## AIM OF THE TASK
Reproduce nothing but the closing run of lines: the line with "Would you mind marking the blue window" and each line that follows it to the end of the data.

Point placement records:
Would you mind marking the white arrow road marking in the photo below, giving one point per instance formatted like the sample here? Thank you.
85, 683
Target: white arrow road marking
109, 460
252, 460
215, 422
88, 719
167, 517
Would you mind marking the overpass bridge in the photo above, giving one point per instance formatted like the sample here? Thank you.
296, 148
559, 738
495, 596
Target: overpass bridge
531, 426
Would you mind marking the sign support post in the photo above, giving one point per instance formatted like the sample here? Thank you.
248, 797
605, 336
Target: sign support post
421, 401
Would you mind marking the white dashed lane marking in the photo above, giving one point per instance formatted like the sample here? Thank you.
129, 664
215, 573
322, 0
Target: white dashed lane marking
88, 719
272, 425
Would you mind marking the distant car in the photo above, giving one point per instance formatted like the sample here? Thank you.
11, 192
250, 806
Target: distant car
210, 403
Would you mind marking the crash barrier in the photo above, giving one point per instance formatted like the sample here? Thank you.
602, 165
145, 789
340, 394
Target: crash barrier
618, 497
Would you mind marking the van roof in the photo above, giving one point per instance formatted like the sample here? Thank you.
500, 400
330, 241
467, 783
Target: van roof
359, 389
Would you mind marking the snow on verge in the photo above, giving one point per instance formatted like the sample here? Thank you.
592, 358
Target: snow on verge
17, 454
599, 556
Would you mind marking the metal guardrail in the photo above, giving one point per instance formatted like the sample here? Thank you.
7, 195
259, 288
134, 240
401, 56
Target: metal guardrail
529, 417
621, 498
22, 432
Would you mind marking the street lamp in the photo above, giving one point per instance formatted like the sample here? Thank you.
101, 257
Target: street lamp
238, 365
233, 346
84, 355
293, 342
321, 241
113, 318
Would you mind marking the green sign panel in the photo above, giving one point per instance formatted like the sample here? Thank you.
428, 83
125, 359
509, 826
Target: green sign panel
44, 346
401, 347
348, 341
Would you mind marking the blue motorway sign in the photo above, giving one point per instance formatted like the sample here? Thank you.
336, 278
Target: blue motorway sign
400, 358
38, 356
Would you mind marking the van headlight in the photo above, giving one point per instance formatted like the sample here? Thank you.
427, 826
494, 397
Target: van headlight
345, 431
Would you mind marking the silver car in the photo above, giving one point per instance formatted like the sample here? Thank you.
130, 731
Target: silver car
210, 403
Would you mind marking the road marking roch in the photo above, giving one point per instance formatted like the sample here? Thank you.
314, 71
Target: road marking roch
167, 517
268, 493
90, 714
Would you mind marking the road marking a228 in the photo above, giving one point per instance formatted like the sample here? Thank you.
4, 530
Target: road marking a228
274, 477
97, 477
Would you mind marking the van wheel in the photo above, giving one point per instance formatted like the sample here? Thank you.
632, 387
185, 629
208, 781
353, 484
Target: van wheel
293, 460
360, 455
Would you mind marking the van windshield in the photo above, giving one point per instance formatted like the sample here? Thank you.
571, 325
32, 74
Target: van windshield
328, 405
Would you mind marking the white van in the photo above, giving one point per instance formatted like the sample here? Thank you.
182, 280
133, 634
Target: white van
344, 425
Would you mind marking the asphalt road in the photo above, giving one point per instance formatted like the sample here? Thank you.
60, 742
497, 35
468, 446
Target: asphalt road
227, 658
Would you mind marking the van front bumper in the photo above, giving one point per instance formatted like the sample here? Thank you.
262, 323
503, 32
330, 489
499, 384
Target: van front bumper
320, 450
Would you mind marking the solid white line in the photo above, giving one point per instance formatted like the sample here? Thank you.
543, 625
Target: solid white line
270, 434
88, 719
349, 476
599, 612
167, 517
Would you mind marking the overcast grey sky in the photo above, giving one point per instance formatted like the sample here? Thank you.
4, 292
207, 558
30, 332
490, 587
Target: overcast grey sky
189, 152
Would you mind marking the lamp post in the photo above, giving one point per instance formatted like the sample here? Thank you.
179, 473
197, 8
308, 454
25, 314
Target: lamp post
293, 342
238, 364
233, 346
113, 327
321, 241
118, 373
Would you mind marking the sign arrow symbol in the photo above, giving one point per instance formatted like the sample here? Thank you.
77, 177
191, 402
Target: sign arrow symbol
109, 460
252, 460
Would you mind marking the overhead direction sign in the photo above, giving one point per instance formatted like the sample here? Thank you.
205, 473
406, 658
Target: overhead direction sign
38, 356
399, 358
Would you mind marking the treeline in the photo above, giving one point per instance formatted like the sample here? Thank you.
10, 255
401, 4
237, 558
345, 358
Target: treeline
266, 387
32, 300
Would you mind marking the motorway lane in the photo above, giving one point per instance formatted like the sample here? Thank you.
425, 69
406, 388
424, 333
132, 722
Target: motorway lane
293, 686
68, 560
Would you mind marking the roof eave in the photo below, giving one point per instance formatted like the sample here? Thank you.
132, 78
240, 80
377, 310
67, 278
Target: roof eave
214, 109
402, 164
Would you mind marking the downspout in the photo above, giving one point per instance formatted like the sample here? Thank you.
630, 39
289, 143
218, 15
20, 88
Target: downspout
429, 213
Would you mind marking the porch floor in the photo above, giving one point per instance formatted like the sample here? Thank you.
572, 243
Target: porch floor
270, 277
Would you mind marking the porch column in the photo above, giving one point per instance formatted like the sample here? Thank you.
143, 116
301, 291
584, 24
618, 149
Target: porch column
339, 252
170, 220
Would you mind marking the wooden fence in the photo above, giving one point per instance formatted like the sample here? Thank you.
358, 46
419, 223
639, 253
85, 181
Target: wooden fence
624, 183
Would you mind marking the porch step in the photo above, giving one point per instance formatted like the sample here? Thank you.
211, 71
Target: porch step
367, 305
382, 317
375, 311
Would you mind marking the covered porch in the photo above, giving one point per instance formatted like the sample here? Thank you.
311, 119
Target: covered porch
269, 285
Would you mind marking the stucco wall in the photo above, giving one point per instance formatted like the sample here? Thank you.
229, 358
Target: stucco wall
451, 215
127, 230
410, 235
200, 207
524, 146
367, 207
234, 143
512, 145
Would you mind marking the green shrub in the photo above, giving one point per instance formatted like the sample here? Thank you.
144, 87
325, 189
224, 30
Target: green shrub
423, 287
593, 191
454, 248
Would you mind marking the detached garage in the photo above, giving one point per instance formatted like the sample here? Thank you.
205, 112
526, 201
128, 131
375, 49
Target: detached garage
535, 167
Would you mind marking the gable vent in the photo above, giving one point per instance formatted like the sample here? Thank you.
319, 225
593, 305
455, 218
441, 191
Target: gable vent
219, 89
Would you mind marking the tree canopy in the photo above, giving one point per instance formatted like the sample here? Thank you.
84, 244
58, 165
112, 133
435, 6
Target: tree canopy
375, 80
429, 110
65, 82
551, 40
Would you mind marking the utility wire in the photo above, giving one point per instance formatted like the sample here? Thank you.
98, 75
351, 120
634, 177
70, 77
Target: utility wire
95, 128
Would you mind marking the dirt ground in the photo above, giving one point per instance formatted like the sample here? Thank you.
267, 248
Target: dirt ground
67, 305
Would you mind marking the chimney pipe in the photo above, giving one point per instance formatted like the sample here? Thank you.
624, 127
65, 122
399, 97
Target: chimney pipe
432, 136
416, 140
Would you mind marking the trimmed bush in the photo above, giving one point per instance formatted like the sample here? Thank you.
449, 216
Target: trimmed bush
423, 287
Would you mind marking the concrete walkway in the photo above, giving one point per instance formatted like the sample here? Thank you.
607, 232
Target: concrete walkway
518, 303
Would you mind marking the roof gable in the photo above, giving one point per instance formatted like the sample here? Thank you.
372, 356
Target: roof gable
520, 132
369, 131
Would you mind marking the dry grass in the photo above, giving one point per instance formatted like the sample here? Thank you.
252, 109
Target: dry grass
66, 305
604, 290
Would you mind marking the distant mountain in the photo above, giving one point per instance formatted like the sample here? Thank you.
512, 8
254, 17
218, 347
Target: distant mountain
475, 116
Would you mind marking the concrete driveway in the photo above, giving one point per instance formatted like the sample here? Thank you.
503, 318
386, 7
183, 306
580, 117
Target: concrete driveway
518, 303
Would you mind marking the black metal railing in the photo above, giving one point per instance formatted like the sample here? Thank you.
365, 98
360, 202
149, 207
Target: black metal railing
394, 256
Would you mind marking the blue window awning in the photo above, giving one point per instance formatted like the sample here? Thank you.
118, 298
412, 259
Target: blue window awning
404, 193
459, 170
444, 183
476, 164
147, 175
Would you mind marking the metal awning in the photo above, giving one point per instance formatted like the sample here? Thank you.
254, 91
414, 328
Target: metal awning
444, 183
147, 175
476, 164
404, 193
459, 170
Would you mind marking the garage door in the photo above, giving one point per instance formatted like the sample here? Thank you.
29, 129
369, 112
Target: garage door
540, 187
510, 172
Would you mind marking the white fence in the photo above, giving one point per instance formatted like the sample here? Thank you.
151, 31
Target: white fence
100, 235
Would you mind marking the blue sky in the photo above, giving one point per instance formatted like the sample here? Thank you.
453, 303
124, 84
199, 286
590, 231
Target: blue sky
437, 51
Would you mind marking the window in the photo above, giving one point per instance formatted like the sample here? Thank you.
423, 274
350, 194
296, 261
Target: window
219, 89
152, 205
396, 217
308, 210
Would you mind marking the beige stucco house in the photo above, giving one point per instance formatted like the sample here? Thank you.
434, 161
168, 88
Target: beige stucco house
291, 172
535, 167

## COMPLETE OUTPUT
Would you mind marking the blue window awning in the photo above, giving one point per instance formatted like the sample here? Thank you.
118, 298
412, 259
Target: blue window awning
404, 193
459, 170
444, 183
476, 164
147, 175
Would you mind marking the metal awning in the photo above, giving one point per instance formatted like the sample here? Thank you.
254, 91
414, 328
Target: metal awning
444, 183
147, 175
476, 164
404, 193
459, 170
Would you mind marking the garage door in the photo above, giving one point per instance formatted like the sample here? Thank you.
29, 129
369, 112
Target: garage door
540, 187
510, 172
Would you mind marking the white fence in the photo above, giving one point per instance formatted like the sample here? Thank you.
151, 31
Target: white fence
100, 235
Would you mind marking the blue sky in the photo above, giving one point per instance formatted like the sample here? Thank you.
453, 303
124, 84
199, 286
590, 231
Target: blue sky
437, 51
Would you mind marking the window in the photo above, giving one point per instance formatted like the sample here? Thank you.
423, 274
350, 194
296, 261
Target: window
219, 89
152, 205
396, 217
308, 210
Would you mind marking the beige stucco house in the photo above, giving one point per instance formatted like the sample here? Thank you.
434, 161
168, 88
Target: beige stucco house
291, 172
535, 167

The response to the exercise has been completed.